Stored data entries
========================

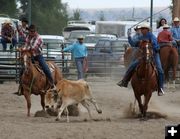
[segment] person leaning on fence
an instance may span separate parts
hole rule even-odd
[[[33,60],[38,61],[39,65],[41,66],[43,72],[47,76],[49,83],[51,85],[51,89],[53,91],[56,91],[56,86],[54,84],[51,71],[46,64],[44,57],[42,55],[42,46],[43,46],[43,40],[40,37],[40,35],[36,31],[35,25],[29,26],[29,35],[26,38],[24,49],[29,49],[33,53]]]
[[[28,35],[28,20],[24,17],[21,19],[21,25],[17,26],[19,34],[19,43],[24,44]]]
[[[79,36],[77,42],[64,48],[62,52],[72,52],[78,71],[78,79],[84,78],[84,72],[87,71],[87,48],[83,44],[84,37]]]
[[[163,31],[158,34],[157,40],[160,48],[163,46],[172,46],[173,38],[169,28],[168,24],[164,24]]]
[[[150,27],[147,23],[144,23],[141,25],[141,33],[142,36],[139,38],[139,41],[141,40],[150,40],[152,43],[152,47],[153,47],[153,56],[154,56],[154,60],[155,60],[155,64],[156,64],[156,68],[158,71],[158,81],[159,81],[159,88],[158,88],[158,95],[161,96],[164,94],[163,91],[163,69],[161,66],[161,61],[160,61],[160,56],[159,56],[159,45],[157,43],[157,39],[156,37],[150,32]],[[119,85],[120,87],[127,87],[128,86],[128,82],[131,80],[131,77],[137,67],[137,65],[139,64],[139,59],[133,60],[132,63],[130,64],[128,70],[126,71],[123,79],[117,83],[117,85]]]
[[[10,43],[10,50],[13,49],[17,44],[16,34],[14,28],[11,26],[10,20],[6,20],[1,29],[1,43],[3,46],[3,51],[7,49],[7,43]]]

========================

Task to complete: Exactly as written, give the entries above again, with no images.

Answer for this exercise:
[segment] person leaning on fence
an instance may span separate parts
hole rule even-odd
[[[33,60],[38,61],[39,65],[41,66],[43,72],[47,76],[49,83],[51,85],[51,89],[53,91],[56,91],[56,86],[54,84],[51,71],[46,64],[44,57],[42,55],[42,46],[43,46],[43,40],[40,37],[40,35],[36,31],[35,25],[29,26],[29,35],[26,38],[24,49],[29,49],[33,53]]]
[[[28,35],[28,20],[24,17],[21,19],[21,25],[17,26],[19,34],[19,43],[24,44]]]
[[[79,36],[77,42],[64,48],[62,52],[72,52],[78,71],[78,79],[84,78],[84,72],[87,71],[87,48],[83,44],[84,37]]]
[[[163,31],[158,34],[157,40],[160,48],[163,46],[172,46],[173,38],[169,28],[168,24],[164,24]]]
[[[150,27],[147,23],[144,23],[141,25],[141,33],[142,36],[139,38],[139,41],[141,40],[150,40],[152,43],[152,47],[153,47],[153,56],[154,56],[154,60],[155,60],[155,64],[156,64],[156,68],[158,71],[158,81],[159,81],[159,88],[158,88],[158,95],[161,96],[164,94],[163,91],[163,69],[161,66],[161,61],[160,61],[160,56],[159,56],[159,45],[157,43],[157,39],[156,37],[150,32]],[[119,85],[120,87],[127,87],[128,86],[128,82],[131,80],[131,77],[137,67],[137,65],[139,64],[139,59],[133,60],[132,63],[130,64],[128,70],[126,71],[123,79],[117,83],[117,85]]]
[[[10,43],[10,50],[13,49],[17,44],[16,34],[14,28],[11,26],[10,20],[6,20],[1,29],[1,43],[3,46],[3,51],[7,49],[7,43]]]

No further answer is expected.